* **Entries provided**:
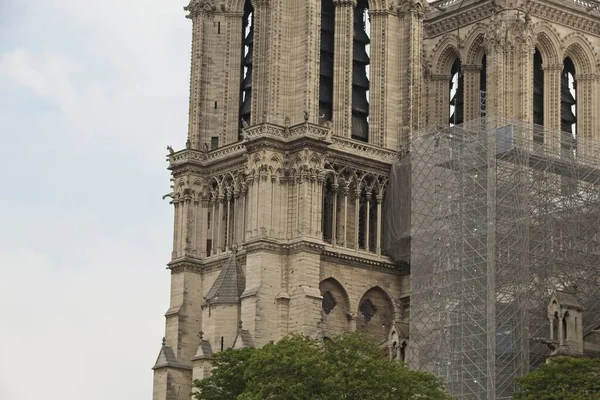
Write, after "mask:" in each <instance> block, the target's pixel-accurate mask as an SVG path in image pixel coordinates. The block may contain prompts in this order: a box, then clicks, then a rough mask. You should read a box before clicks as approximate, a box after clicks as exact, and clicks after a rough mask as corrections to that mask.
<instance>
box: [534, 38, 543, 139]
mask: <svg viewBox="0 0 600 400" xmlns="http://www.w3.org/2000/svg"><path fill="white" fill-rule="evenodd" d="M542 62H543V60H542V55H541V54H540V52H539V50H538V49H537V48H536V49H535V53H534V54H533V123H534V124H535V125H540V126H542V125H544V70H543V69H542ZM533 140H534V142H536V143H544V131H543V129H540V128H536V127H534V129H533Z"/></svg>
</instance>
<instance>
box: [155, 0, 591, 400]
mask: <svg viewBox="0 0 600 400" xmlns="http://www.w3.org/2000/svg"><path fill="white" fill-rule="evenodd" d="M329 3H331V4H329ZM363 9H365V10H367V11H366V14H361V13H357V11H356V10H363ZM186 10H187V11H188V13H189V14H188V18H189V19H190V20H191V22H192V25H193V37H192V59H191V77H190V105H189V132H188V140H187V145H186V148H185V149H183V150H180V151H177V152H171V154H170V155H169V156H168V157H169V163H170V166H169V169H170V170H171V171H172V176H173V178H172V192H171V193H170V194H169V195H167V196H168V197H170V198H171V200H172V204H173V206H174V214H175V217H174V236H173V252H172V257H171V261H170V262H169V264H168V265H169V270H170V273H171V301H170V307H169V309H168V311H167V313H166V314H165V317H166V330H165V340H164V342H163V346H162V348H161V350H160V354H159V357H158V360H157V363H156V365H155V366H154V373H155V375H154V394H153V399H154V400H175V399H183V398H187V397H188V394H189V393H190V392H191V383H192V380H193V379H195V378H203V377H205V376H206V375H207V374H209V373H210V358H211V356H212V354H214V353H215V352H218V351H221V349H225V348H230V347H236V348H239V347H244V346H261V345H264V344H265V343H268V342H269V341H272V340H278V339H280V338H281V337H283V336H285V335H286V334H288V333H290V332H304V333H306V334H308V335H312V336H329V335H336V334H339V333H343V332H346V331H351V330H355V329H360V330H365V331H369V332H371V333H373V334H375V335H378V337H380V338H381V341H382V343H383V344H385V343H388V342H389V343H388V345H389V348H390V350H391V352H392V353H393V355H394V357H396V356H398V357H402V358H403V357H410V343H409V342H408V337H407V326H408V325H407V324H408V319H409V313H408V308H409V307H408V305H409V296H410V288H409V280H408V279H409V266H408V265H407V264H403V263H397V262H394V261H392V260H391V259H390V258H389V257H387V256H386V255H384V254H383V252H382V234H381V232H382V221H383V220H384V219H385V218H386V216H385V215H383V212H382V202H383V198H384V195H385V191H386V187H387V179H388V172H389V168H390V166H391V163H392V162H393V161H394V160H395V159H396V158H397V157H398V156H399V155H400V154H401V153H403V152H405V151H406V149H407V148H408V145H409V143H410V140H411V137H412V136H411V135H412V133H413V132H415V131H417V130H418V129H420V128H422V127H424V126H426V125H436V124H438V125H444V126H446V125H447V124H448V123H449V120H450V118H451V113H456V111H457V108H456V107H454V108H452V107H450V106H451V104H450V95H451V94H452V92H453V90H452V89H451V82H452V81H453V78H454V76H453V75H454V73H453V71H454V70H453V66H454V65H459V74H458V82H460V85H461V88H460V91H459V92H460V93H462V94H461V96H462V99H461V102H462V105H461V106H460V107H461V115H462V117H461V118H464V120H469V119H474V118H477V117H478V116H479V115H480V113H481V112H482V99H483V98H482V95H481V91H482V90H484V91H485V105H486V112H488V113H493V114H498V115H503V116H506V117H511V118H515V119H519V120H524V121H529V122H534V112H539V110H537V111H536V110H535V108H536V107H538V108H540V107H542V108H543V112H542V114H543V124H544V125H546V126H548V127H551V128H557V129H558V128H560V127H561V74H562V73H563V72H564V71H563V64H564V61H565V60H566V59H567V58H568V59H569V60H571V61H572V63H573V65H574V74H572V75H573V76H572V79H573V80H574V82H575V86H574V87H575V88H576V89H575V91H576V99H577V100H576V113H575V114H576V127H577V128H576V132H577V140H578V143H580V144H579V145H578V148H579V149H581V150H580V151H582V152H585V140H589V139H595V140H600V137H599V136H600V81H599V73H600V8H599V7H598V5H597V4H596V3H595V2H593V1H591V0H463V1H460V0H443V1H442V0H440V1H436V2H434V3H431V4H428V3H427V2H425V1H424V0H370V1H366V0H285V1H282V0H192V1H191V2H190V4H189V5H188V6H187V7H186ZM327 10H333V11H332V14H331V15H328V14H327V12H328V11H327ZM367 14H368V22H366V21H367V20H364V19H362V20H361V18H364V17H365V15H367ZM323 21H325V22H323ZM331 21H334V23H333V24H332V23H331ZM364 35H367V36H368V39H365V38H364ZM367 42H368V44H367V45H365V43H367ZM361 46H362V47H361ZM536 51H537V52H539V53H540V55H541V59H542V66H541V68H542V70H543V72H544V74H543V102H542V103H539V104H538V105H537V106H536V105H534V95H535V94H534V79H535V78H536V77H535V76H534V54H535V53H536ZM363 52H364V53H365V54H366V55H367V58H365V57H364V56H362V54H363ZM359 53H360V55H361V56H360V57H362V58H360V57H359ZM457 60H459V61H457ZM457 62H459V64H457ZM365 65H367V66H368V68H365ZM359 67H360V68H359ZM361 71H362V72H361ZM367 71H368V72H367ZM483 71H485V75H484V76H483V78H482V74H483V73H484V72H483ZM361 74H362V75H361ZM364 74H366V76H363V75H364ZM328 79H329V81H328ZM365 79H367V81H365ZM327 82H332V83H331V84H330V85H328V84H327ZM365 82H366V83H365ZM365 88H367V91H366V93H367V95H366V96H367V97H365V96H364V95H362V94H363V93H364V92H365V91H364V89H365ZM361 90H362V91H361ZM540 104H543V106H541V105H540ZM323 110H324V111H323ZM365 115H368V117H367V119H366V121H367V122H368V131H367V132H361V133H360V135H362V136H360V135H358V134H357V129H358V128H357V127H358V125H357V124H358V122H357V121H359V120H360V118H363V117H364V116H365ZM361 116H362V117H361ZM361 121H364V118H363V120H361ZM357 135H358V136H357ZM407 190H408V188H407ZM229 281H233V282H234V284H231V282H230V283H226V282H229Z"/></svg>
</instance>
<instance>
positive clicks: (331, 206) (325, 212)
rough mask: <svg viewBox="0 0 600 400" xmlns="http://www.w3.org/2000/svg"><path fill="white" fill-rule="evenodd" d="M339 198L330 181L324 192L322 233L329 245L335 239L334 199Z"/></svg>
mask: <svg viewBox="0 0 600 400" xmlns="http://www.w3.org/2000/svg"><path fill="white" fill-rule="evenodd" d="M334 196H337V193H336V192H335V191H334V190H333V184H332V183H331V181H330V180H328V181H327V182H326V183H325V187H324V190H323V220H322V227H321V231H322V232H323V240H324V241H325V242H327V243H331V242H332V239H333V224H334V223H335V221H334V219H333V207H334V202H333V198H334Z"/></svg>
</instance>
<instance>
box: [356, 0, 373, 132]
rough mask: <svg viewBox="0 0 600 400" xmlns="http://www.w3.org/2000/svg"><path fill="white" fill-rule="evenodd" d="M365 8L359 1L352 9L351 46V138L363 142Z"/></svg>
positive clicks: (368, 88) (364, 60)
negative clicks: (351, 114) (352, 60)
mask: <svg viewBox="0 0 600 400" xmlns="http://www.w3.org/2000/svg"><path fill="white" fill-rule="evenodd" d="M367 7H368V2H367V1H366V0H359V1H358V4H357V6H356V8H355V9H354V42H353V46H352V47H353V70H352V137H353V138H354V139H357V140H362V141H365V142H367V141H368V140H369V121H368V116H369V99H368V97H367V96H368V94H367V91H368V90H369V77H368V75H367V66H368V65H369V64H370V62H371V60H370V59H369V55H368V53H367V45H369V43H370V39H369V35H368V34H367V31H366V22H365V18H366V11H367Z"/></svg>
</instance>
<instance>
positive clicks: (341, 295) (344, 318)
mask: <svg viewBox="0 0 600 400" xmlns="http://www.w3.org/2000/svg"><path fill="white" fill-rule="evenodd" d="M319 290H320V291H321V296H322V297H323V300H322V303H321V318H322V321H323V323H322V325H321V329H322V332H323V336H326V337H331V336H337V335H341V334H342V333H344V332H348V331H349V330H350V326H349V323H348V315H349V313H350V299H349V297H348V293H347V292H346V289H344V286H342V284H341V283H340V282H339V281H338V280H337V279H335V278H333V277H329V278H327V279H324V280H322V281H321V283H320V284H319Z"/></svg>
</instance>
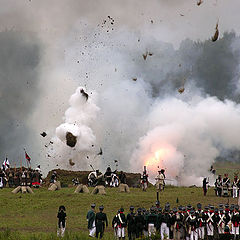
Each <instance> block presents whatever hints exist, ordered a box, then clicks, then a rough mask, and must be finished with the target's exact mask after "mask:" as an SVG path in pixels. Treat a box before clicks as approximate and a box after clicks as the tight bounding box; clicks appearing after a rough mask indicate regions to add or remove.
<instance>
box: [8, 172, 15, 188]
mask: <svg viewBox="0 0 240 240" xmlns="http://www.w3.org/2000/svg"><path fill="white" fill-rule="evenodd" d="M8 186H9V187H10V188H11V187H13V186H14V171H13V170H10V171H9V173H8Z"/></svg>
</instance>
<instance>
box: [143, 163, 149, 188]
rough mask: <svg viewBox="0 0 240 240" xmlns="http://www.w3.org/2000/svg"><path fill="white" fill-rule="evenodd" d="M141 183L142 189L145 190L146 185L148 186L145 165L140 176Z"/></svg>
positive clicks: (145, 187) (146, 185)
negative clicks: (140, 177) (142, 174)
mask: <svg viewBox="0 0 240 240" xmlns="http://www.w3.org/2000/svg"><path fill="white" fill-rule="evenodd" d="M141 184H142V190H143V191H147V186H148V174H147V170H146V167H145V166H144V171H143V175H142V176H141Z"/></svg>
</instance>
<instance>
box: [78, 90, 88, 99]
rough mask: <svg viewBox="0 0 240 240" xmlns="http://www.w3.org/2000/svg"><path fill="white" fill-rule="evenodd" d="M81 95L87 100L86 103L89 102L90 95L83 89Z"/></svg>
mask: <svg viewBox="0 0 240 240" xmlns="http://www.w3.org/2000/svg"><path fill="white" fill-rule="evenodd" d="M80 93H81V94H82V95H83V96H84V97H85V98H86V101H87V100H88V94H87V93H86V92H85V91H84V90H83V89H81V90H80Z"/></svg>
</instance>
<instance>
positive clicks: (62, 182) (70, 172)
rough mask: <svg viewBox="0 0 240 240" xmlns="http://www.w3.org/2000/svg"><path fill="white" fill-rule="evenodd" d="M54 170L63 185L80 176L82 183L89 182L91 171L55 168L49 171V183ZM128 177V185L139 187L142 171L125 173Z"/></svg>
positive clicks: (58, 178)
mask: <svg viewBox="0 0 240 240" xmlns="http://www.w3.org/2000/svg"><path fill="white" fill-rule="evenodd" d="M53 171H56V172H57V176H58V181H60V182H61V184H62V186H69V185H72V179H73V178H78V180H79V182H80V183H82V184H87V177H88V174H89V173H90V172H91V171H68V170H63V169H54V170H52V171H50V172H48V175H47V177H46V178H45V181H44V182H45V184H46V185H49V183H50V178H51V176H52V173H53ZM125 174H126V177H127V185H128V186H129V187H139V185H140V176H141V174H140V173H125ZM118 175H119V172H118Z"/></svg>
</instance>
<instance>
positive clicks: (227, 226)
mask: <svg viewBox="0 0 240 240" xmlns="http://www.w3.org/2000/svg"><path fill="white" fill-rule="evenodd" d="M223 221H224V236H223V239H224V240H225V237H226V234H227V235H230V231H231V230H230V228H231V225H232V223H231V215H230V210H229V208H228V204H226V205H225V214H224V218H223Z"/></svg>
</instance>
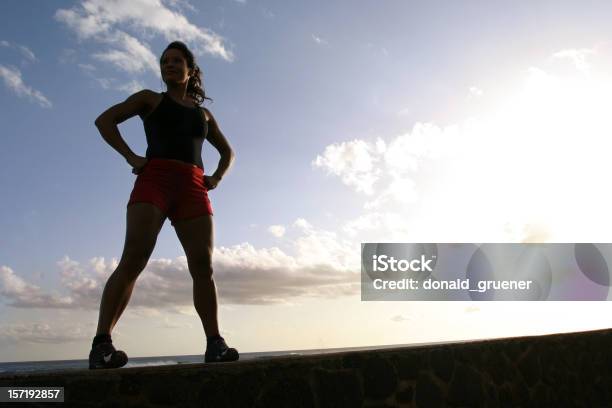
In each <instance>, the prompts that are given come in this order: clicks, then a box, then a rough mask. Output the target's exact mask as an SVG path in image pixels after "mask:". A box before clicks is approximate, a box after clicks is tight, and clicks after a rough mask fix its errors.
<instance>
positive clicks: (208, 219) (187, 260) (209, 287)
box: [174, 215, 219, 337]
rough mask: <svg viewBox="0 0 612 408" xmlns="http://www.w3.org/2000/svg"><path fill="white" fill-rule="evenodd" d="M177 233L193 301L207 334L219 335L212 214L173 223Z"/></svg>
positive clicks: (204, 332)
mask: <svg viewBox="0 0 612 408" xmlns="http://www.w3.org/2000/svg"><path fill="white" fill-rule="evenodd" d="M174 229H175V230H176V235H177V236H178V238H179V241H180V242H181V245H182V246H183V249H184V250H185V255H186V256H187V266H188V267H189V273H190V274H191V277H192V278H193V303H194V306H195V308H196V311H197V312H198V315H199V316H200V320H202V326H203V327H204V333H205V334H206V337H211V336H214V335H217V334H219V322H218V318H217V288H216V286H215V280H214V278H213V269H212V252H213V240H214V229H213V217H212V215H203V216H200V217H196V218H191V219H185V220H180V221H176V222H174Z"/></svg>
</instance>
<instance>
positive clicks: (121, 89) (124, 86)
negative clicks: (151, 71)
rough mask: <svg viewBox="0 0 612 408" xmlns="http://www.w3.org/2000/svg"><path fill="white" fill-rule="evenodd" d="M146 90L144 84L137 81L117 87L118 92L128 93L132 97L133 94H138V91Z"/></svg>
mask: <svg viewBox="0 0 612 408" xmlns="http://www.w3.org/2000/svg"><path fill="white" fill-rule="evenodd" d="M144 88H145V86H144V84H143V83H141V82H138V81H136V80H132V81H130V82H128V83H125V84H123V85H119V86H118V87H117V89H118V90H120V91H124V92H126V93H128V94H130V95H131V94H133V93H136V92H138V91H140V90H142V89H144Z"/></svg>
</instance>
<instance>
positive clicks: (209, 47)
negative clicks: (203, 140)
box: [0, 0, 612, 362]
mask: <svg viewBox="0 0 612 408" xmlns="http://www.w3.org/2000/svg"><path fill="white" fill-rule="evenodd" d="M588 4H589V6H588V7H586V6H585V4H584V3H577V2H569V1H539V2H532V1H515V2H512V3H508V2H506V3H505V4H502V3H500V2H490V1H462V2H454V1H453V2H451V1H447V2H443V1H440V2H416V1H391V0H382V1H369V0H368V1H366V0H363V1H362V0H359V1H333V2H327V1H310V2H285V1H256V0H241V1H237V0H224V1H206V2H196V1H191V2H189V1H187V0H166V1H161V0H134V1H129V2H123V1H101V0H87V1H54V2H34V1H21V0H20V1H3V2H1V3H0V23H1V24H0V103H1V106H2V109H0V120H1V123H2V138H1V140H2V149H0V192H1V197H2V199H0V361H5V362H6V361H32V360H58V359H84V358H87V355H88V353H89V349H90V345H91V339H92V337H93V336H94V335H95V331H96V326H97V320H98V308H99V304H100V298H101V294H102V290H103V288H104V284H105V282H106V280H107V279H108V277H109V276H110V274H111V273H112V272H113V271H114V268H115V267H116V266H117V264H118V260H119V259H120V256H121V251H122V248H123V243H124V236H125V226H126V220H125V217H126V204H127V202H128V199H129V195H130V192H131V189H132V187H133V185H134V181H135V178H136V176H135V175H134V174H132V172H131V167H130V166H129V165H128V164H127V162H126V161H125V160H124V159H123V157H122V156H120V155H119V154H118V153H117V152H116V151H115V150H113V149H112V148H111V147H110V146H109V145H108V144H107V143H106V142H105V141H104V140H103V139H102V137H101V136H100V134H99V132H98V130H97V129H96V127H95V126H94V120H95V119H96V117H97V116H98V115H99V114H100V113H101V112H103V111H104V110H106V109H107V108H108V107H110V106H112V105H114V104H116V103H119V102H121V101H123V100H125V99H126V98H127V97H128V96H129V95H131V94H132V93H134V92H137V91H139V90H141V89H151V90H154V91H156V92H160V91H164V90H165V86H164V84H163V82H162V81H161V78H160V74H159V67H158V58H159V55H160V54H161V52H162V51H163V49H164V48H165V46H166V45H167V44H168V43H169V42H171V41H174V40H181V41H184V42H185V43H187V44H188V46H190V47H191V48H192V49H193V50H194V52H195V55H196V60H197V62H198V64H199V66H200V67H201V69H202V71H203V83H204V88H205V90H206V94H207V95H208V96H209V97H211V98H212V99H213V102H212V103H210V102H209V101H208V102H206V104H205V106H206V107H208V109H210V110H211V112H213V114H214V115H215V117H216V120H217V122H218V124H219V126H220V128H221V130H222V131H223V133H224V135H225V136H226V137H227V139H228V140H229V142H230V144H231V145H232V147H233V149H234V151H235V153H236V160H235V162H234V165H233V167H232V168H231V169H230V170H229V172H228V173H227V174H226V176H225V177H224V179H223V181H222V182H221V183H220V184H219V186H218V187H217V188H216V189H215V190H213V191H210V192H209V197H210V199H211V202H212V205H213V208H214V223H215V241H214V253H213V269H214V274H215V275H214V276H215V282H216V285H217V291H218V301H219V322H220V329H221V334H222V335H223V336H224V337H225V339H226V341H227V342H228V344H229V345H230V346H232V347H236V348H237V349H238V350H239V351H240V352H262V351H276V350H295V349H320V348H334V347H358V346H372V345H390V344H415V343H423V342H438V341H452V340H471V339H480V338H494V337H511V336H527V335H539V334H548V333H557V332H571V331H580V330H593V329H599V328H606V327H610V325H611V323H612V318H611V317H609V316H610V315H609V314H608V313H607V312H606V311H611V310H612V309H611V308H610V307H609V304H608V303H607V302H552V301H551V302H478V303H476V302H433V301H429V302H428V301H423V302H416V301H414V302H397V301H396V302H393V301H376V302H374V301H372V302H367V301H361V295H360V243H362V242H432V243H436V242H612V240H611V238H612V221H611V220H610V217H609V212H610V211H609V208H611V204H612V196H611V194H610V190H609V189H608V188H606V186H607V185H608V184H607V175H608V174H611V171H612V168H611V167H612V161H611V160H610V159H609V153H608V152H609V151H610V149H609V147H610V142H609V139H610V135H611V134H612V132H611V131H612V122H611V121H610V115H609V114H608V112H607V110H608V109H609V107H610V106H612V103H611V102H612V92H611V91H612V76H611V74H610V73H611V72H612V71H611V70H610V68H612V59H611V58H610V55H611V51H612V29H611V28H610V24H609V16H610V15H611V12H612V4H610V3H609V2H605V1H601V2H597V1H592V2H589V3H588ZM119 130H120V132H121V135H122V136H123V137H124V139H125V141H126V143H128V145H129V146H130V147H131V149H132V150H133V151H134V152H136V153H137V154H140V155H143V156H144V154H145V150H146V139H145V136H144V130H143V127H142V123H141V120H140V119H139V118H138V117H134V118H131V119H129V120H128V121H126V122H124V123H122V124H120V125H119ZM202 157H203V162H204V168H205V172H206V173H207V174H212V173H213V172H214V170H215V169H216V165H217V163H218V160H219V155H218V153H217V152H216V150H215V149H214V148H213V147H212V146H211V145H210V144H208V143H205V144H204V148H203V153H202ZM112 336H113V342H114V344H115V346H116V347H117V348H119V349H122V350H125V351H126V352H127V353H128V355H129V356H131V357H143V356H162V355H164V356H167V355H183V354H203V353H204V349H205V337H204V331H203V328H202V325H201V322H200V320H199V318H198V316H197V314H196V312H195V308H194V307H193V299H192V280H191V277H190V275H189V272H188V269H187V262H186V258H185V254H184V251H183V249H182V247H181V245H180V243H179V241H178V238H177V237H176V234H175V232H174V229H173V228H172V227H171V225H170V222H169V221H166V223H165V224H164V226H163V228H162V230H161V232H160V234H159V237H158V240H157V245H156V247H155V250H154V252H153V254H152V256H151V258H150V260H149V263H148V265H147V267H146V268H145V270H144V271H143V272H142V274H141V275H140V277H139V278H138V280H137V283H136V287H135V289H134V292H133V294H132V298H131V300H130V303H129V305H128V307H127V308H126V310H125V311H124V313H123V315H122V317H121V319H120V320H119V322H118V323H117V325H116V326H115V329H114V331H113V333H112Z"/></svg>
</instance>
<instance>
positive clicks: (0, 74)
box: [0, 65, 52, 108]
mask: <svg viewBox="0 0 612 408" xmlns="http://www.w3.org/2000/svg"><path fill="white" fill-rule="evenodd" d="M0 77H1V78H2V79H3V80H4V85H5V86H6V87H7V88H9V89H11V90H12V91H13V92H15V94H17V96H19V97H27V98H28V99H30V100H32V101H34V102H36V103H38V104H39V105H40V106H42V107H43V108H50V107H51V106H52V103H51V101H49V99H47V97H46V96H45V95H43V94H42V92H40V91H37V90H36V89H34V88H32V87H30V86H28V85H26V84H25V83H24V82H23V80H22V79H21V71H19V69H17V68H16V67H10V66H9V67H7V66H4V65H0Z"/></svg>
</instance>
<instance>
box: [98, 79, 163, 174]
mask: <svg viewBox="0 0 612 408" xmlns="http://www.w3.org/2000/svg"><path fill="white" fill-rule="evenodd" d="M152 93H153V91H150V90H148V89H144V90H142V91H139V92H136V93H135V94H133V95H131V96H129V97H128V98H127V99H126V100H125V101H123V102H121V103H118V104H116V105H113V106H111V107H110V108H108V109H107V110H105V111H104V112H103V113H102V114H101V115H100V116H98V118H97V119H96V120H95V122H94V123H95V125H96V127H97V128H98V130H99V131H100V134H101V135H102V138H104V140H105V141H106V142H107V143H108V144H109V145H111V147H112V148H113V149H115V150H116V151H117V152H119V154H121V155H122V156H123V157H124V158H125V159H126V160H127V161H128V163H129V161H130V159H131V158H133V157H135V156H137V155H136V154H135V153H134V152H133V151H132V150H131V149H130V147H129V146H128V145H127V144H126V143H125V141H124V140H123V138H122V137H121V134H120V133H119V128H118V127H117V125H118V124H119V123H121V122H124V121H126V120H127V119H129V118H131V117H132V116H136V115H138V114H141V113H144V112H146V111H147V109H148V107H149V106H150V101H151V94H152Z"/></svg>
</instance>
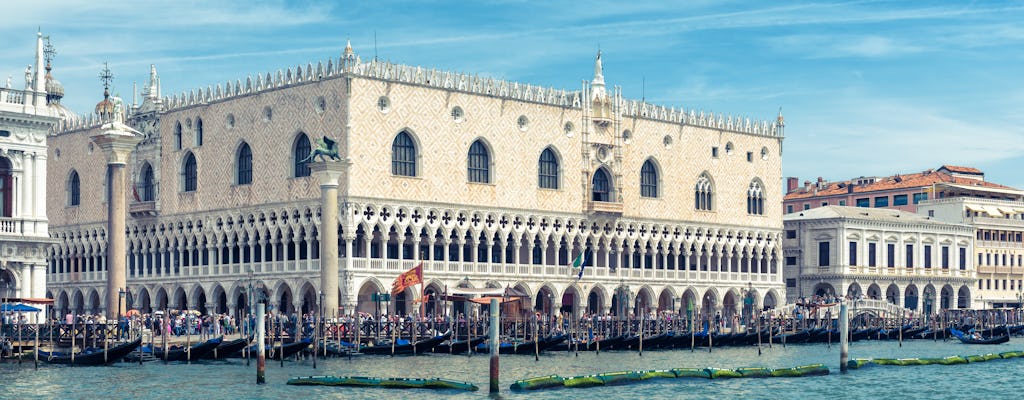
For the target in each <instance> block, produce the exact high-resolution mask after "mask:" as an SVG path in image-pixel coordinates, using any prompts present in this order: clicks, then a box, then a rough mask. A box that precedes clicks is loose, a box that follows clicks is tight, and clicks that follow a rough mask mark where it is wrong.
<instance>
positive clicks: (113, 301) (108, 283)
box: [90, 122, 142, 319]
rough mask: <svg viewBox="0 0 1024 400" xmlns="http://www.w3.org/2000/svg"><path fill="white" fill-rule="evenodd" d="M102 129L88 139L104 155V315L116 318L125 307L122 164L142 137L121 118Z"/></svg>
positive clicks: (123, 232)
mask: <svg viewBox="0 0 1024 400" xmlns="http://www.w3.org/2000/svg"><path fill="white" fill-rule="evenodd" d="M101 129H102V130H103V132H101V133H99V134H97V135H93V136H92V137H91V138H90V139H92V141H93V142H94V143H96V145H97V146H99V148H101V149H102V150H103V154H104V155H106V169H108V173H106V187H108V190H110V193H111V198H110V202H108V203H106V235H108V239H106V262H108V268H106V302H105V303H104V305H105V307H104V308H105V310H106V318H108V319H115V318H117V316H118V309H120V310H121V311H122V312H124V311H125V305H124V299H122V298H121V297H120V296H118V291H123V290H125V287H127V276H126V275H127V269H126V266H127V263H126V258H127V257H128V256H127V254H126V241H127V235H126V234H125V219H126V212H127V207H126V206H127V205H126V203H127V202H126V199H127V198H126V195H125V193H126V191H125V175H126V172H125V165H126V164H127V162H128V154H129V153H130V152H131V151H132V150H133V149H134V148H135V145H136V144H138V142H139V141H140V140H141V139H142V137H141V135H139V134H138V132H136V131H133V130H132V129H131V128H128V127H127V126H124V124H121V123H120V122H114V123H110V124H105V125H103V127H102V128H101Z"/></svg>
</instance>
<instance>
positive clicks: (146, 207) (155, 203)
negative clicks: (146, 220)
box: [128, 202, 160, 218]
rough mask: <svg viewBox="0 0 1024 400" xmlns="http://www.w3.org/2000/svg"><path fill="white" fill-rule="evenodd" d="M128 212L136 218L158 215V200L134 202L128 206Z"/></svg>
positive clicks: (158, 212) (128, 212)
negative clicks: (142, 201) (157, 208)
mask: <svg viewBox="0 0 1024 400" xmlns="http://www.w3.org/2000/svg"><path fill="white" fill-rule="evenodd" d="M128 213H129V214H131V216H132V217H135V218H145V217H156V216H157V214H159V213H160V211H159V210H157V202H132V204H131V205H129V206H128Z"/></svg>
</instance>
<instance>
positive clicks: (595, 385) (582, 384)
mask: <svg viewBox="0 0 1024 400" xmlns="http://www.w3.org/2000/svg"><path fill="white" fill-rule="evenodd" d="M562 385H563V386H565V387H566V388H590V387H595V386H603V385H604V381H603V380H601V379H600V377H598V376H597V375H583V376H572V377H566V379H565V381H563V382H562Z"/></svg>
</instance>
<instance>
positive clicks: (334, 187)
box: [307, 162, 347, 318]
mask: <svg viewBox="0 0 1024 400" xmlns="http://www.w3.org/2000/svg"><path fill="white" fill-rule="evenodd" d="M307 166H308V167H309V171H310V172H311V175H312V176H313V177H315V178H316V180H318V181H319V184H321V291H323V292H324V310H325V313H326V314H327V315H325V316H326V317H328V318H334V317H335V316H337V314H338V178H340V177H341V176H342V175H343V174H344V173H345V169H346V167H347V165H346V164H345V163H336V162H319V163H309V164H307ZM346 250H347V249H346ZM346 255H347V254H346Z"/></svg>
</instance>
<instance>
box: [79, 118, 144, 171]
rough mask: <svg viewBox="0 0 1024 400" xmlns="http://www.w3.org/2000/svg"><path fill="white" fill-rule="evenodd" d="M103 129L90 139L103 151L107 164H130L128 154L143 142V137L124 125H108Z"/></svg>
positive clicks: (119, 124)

* **Problem details**:
Return exactly the lines above from the line that has "positive clicks: (146, 207) (155, 203)" through the line that has "positive clicks: (158, 212) (128, 212)", inclusive, and nothing else.

* **Result of the task**:
positive clicks: (146, 207) (155, 203)
negative clicks: (146, 220)
box: [128, 202, 160, 218]
rough mask: <svg viewBox="0 0 1024 400" xmlns="http://www.w3.org/2000/svg"><path fill="white" fill-rule="evenodd" d="M128 212L136 218L158 215V200L134 202L128 206Z"/></svg>
positive clicks: (158, 212) (128, 212)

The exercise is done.